■ PROBLEM STATEMENT: Give each line of the listing below as one string in a JSON list, omitting blank lines.

■ THE INPUT:

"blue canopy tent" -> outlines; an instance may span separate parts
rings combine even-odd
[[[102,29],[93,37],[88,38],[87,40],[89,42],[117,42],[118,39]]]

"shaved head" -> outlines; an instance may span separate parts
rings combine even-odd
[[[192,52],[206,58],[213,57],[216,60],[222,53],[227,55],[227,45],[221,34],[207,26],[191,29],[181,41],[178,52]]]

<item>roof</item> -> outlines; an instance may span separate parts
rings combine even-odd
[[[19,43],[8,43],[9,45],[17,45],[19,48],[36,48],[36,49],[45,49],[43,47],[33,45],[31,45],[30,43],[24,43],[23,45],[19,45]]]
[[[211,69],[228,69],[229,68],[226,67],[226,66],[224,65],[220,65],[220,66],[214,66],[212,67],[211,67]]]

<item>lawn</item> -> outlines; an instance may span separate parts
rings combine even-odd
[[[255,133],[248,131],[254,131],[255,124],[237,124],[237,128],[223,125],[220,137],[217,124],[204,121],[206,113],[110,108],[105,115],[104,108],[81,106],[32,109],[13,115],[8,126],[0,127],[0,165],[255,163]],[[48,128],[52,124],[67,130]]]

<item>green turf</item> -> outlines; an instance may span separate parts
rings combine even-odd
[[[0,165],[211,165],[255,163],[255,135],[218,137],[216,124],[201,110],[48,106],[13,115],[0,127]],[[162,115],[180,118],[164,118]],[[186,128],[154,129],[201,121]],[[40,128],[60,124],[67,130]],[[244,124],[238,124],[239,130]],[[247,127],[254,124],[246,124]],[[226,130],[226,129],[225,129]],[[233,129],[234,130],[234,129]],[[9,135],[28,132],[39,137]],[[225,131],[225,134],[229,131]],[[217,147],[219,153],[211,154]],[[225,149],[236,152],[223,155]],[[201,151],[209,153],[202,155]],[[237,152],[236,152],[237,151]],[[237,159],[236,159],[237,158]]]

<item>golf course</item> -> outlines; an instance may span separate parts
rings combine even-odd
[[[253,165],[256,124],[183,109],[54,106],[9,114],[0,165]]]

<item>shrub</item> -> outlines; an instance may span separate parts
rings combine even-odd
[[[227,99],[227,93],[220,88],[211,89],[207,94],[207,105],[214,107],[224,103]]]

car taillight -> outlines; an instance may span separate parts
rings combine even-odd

■ SOLUTION FOR THIS PROBLEM:
[
  "\"blue canopy tent\" -> outlines; an instance may span separate parts",
  "rings combine even-odd",
  "[[[102,29],[93,37],[88,38],[87,40],[89,42],[117,42],[118,39]]]",
  "\"shaved head\" -> outlines; an instance may span separate parts",
  "rings combine even-odd",
  "[[[192,52],[206,58],[213,57],[216,60],[222,53],[227,55],[227,45],[221,34],[207,26],[191,29],[181,41],[178,52]]]",
  "<item>roof</item> -> outlines; an instance may span separate parts",
  "rings combine even-odd",
  "[[[19,43],[8,43],[9,45],[17,45],[19,48],[36,48],[36,49],[45,49],[43,47],[33,45],[31,45],[30,43],[24,43],[23,45],[19,45]]]",
  "[[[211,69],[228,69],[229,68],[226,67],[226,66],[224,65],[220,65],[220,66],[214,66],[212,67],[211,67]]]",
  "<item>lawn</item> -> outlines; an instance may span separate parts",
  "rings combine even-odd",
  "[[[255,133],[248,131],[254,131],[255,124],[237,124],[237,128],[223,125],[220,137],[217,124],[204,121],[206,113],[110,108],[105,115],[104,108],[81,106],[32,109],[13,115],[8,126],[0,127],[0,165],[255,163]],[[48,128],[52,124],[67,130]]]",
  "<item>green turf</item> -> outlines; an instance may span separate parts",
  "rings combine even-odd",
  "[[[0,165],[211,165],[255,163],[255,135],[218,137],[216,124],[201,110],[48,106],[13,115],[0,127]],[[162,115],[180,118],[164,118]],[[186,128],[154,129],[201,121]],[[40,128],[60,124],[67,130]],[[244,124],[238,124],[239,130]],[[247,127],[254,124],[246,124]],[[226,130],[226,129],[225,129]],[[233,129],[234,130],[234,129]],[[9,135],[28,132],[39,137]],[[225,131],[225,134],[229,131]],[[217,147],[219,153],[211,154]],[[225,149],[236,152],[223,155]],[[201,151],[209,153],[202,155]],[[237,152],[236,152],[237,151]],[[237,159],[236,159],[237,158]]]",
  "<item>golf course</item> -> outlines; an instance may span separate parts",
  "rings combine even-odd",
  "[[[253,165],[256,124],[183,109],[54,106],[9,114],[0,165]]]",
  "<item>shrub</item> -> outlines; an instance may span separate parts",
  "rings combine even-odd",
  "[[[227,99],[227,93],[220,88],[211,89],[207,94],[207,105],[214,107],[224,103]]]",
  "car taillight -> outlines; an instance may span separate parts",
  "rings combine even-odd"
]